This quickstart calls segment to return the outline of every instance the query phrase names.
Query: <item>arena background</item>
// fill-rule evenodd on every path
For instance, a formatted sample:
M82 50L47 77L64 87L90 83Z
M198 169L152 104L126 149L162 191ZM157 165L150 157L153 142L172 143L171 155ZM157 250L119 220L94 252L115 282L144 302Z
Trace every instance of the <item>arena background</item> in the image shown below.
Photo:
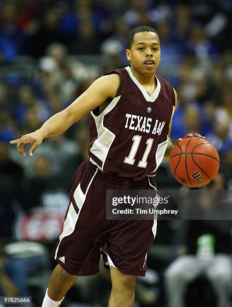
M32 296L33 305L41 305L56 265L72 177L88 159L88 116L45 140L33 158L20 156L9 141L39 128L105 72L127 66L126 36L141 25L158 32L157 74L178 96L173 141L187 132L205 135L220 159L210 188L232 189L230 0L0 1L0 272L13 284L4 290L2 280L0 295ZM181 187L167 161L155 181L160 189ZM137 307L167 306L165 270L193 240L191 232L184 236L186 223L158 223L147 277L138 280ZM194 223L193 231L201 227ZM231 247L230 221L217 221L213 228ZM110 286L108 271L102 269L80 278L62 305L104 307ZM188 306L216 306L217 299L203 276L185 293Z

══════════

- _THE TASK_:
Rewrite the records from the start through the line that has "M82 50L47 77L64 87L90 83Z", swapping "quickstart" for "walkthrough" and leaving all else unchanged.

- _THE COMPLETED TASK_:
This walkthrough calls segment to return the outline of every instance the query phrase names.
Query: <item>arena background</item>
// fill-rule evenodd on every path
For instance, a formatted sample:
M82 50L47 77L64 87L90 83Z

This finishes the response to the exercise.